## EXTRACT PROVIDED
## start

Functions and Control Flow

Functions and Control Flow#

Here are the key constructs for defining functions and using control flow in Julia:

Functions#

Functions are defined in a very straightforward way using the function ... end syntax:

function mymult(a, b)
    a * b
end

mymult (generic function with 1 method)

mymult(3, 7)

mymult(6+3im, -9-7im)

-33 - 69im

mymult("gold", "leader")

"goldleader"

Notice our function is working for any types (we used Int64, Complex and String) - this stays fast in Julia because of multiple dispatch that we discuss later.

Function Documentation#

A string directly before a function definition is interpreted by Julia as “documentation” for the function. The ? symbol turns the REPL into help mode. ?foo will display the doc strings for the given function, amongst other things (? also provides help for expressions and other constructs). All of the Julia standard library functions have docstrings. To return from the REPL help mode, press backspace.

"""
    adder(a, b)

This function adds `a` and `b`
"""
function adder(a, b)
    a+b
end

adder

?adder

search:

adder addenv readdir rad2deg stderr Base.Order

adder(a, b)

This function adds a and b

Compact Function Definition#

If we can write a function on one line then Julia allows us to not bother with function ... end:

mypow(a, b) = a^b

mypow (generic function with 1 method)

mypow(2, 8)

mypow("old ", 4)

"old old old old "

Anonymous Functions (lambdas)#

Anonymous functions in Julia are written using ->, like this:

x -> x>2

#1 (generic function with 1 method)

Which is not too useful like that, but comes into its own when used with higher-order functions like map:

map(x -> x>2, 1:5)

5-element Vector{Bool}:
 0
 0
 1
 1
 1

if then else#

Conditional execution is very easily achieved with an if block in Julia:

function gtlteq(a, b)
    if a > b
        println("$a is greater than $b")
    elseif a < b
        println("$a is less than $b")
    elseif a == b
        println("$a is equal to $b")
    else
        println("I have no idea about $a and $(b)!")
    end
end

gtlteq (generic function with 1 method)

gtlteq(2.3, -9)

2.3 is greater than -9

gtlteq("apples", "oranges")

apples is less than oranges

Bonus question: Can you think of inputs to gtlteq that result in the else-branch?

## end

Items stored from a collection:
## start

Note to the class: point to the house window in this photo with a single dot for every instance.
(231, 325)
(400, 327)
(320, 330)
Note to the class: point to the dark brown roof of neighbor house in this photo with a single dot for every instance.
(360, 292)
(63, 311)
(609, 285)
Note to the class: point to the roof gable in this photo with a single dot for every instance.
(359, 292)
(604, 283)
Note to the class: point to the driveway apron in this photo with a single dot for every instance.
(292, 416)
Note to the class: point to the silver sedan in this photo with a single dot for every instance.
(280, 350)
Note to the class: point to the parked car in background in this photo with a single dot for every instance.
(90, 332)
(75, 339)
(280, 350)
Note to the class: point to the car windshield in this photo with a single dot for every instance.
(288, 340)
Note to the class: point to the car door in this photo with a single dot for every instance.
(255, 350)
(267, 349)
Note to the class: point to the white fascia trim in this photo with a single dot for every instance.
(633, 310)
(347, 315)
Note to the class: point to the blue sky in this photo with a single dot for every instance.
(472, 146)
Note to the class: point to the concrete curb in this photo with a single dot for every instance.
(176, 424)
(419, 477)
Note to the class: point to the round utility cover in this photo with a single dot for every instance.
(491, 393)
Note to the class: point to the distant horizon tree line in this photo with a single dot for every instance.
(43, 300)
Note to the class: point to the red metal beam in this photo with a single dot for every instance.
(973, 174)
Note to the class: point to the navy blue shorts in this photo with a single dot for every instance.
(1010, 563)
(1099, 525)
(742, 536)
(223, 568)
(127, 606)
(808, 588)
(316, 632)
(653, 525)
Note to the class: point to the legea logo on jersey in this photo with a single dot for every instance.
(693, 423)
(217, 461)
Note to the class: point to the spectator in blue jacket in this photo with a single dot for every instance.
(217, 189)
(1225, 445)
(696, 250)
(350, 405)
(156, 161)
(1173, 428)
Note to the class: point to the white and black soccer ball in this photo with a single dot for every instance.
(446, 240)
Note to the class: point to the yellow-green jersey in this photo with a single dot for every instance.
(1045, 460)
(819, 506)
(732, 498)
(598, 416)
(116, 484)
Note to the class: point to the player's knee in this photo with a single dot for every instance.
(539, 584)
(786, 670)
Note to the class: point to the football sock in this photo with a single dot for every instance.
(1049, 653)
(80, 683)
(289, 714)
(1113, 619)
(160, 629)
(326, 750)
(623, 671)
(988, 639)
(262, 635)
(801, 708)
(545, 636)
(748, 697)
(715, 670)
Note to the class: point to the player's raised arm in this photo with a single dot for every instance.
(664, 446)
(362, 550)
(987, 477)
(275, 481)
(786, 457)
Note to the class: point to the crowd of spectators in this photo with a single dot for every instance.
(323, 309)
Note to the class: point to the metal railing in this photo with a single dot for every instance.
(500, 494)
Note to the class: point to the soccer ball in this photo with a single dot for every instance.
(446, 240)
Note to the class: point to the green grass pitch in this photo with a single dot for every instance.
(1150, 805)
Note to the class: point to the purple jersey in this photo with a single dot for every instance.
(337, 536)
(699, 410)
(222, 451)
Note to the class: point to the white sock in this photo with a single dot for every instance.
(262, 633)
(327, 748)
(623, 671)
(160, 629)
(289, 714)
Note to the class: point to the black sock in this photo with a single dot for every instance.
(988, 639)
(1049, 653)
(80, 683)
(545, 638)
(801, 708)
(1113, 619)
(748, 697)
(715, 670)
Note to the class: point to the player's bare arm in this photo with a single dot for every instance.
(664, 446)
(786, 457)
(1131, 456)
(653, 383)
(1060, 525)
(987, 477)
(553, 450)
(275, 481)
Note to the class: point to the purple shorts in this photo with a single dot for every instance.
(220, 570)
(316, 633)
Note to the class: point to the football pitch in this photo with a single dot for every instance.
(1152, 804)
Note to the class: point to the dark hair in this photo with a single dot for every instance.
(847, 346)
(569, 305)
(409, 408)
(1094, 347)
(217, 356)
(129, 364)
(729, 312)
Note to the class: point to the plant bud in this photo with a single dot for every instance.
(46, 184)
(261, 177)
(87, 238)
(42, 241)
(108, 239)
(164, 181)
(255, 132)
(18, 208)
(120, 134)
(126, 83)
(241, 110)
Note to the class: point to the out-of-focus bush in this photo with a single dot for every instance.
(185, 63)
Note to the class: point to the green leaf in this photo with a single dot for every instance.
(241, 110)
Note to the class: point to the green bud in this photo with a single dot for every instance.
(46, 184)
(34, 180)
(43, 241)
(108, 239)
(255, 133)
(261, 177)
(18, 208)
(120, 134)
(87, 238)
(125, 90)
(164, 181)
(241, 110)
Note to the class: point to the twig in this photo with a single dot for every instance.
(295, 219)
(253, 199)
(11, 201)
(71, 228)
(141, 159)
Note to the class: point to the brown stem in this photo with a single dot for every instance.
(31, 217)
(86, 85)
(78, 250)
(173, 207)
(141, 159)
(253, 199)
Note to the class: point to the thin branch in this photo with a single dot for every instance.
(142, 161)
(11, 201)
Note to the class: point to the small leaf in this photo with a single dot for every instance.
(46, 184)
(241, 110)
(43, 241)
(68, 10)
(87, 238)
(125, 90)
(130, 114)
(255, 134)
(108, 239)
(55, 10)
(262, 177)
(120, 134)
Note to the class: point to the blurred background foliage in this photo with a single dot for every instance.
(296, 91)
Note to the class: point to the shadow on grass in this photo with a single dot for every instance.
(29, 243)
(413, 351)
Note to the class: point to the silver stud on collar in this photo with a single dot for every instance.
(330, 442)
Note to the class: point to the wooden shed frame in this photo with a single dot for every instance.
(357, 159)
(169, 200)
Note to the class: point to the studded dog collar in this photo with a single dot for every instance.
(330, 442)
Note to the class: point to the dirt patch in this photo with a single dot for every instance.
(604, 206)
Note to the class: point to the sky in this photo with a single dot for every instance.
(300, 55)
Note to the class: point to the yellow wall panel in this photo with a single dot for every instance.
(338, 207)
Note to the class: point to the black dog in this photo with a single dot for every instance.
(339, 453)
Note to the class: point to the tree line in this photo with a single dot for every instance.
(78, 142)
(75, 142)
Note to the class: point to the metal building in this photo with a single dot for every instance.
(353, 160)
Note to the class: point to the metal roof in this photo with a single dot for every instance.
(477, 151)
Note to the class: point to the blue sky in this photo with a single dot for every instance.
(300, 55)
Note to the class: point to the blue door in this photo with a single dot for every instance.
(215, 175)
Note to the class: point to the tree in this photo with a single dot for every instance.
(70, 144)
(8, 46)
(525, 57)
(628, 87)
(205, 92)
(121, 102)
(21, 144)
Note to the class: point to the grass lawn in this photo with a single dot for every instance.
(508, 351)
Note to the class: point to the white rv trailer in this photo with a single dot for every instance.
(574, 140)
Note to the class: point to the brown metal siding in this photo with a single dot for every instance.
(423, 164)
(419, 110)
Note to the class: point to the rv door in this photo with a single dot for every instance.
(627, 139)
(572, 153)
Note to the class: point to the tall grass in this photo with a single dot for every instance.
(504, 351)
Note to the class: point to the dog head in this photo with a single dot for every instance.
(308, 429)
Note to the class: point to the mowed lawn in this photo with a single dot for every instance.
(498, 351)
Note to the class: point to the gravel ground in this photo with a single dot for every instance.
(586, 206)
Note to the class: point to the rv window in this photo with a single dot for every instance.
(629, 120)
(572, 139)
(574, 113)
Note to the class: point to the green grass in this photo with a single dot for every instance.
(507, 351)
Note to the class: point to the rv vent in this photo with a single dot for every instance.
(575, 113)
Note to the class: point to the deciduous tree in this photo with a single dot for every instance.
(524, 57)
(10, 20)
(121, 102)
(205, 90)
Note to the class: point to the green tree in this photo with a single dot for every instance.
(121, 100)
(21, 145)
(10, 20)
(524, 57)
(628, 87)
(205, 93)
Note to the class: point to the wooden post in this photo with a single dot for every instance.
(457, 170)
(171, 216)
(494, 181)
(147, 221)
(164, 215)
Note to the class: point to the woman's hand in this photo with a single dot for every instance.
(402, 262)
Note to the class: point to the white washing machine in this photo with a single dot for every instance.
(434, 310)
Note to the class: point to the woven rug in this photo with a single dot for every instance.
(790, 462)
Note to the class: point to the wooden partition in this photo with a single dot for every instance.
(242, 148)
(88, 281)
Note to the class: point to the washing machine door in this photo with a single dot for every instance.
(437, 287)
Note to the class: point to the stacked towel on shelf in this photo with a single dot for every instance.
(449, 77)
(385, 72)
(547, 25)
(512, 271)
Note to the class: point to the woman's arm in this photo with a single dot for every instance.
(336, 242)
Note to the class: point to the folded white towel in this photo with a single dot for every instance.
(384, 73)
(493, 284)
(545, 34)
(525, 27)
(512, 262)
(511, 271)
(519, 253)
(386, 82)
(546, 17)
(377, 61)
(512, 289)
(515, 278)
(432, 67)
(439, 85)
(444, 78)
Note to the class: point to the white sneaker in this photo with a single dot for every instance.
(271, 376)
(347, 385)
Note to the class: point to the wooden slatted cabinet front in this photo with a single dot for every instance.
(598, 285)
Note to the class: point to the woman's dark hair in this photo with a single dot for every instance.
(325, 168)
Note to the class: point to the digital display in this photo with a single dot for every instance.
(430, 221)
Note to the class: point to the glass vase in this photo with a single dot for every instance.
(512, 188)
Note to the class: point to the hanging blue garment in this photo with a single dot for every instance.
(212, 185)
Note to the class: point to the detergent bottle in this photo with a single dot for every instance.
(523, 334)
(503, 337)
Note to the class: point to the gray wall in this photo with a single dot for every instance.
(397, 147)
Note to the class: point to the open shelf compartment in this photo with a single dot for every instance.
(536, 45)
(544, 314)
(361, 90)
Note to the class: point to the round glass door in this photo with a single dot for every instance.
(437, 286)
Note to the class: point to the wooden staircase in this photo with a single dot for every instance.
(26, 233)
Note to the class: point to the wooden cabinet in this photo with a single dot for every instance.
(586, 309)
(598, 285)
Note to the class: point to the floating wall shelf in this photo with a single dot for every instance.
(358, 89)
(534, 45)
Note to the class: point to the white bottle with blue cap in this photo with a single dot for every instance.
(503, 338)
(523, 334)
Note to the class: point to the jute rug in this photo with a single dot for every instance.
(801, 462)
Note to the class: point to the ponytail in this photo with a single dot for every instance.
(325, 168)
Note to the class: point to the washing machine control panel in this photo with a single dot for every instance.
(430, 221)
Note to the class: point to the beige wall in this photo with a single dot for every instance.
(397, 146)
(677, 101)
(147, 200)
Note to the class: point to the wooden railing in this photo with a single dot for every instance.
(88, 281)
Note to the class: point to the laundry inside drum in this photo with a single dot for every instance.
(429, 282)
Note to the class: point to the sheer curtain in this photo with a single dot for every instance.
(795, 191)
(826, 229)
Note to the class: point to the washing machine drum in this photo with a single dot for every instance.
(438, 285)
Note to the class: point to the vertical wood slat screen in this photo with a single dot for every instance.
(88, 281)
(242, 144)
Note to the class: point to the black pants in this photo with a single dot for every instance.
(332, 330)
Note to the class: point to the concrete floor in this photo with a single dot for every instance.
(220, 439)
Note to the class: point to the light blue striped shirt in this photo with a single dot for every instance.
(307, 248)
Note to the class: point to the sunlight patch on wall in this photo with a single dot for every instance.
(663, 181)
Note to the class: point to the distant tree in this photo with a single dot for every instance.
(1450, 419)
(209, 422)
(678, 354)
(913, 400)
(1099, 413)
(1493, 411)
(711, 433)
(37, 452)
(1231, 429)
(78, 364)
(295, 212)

## end

## INSTRUCTIONS
1) In the Julia functions and control flow text, what key do you press to leave the REPL help mode?
2) Pick out each line of the records that contains the word "collar".

## WRITTEN RESPONSES
1) Backspace

2)
Note to the class: point to the silver stud on collar in this photo with a single dot for every instance.
Note to the class: point to the studded dog collar in this photo with a single dot for every instance.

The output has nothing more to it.